▶ _AUFGABENSTELLUNG 1_
Wie viele Menschen leben laut dem Text über die Seekühe von Koh Libong auf der Insel?

▶ _SEITE_

***

Die Kühe von Koh Libong

Sein Trecker ist ein Boot und seine Wiesen die Trang Sea im Süden Thailands: Bauer Chay Dan kümmert sich um rund 140 Seekühe. Die seltenen Unterwasser-säuger sind die heimlichen Stars der Insel Koh Libong.

Bauer Chay Dan (rechts) hat ein Auge auf die Dugongs: So heißt die Art der Gabelschwanzseekühe, um die er sich kümmert.

Bauer Chay Dan (rechts) hat ein Auge auf die Dugongs: So heißt die Art der Gabelschwanzseekühe, um die er sich kümmert.

Foto: Andrej Viehoever/scubapics.de

Das Wasser ist ruhig, leichte Wolken ziehen vorüber, immer mal wieder blitzt ein Sonnenstrahl hervor. Chay Dan steht breitbeinig in der Mitte seines Boots, eine Hand über den Augen und blickt konzentriert aufs Wasser. Dabei singt er ein Lied - sein Koh-Libong-Lied. Das handelt von der Schönheit der Insel und von den Dugongs. So heißt diese Art der Gabelschwanzseekühe, wie es sie in der Trang Sea vor Koh Libong gibt.

Plötzlich deutet Chay Dan nach vorne: "Dort ist eine Gruppe." Kurz darauf taucht tatsächlich die dicke graue Nase eines Dugongs auf, begleitet von einem lauten Prusten. Etwa alle drei bis vier Minuten tauchen die Tiere kurz nach oben, um Luft zu holen. Während es langsam wieder abtaucht, wird der ganze große Körper des Tieres sichtbar. Bis zu vier Meter lang werden die Dugongs und bis zu 800 Kilo schwer. "Vor ein paar Jahren gab es hier nur noch 40 bis 50 Tiere, inzwischen ist die Herde wieder auf 140 angewachsen", sagt der 40-Jährige.

Die selten gewordenen Seekühe sind das Markenzeichen von Koh Libong, überall trifft man auf sie: Auf Werbeschildern, auf Wandertouren zum Dugong Viewpoint an der Ostküste und natürlich in den Hotelprospekten. Rund 6000 Menschen leben auf der Insel, die meisten verdienen ihren Lebensunterhalt durch die Kautschuk-Gewinnung. Daneben spielt auch der Fischfang eine große Rolle.

Wer die Dugongs von Koh Libong sehen will, braucht viel Geduld und am besten einen Guide wie Bauer Chay Dan. Er weiß, wo die Tiere am liebsten grasen, denn die "Wiesen" vor Koh Libong sind ein wesentlicher Grund, warum die Tiere sich hier so wohl führen. "Bei uns gibt es allein zwölf verschiede Sorten Gras am Meeresgrund, das ist sehr viel", sagt er. Das Areal, das sie vor Koh Libong bevölkern, misst ungefähr 160 Hektar.

***

▶ _DATENSÄTZE ZUR AUFGABE_
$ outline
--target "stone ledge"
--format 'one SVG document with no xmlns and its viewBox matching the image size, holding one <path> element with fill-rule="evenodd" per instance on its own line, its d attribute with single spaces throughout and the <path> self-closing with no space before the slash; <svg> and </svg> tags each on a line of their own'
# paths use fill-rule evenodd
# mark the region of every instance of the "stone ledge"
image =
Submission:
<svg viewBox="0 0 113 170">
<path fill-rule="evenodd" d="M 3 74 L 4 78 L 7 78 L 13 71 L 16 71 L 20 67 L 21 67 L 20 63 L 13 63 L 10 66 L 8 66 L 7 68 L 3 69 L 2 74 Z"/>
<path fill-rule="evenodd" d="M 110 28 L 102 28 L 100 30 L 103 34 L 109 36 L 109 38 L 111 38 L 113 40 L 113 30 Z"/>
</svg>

***

▶ _AUFGABENSTELLUNG 2_
Finde in den Datensätzen jede Zeile, die das Wort „instance“ enthält, und gib sie wieder. Groß- und Kleinschreibung ist zu beachten.

▶ _ERWARTETE AUSGABE 1_
Rund 6000 Menschen.

▶ _ERWARTETE AUSGABE 2_
--format 'one SVG document with no xmlns and its viewBox matching the image size, holding one <path> element with fill-rule="evenodd" per instance on its own line, its d attribute with single spaces throughout and the <path> self-closing with no space before the slash; <svg> and </svg> tags each on a line of their own'
# mark the region of every instance of the "stone ledge"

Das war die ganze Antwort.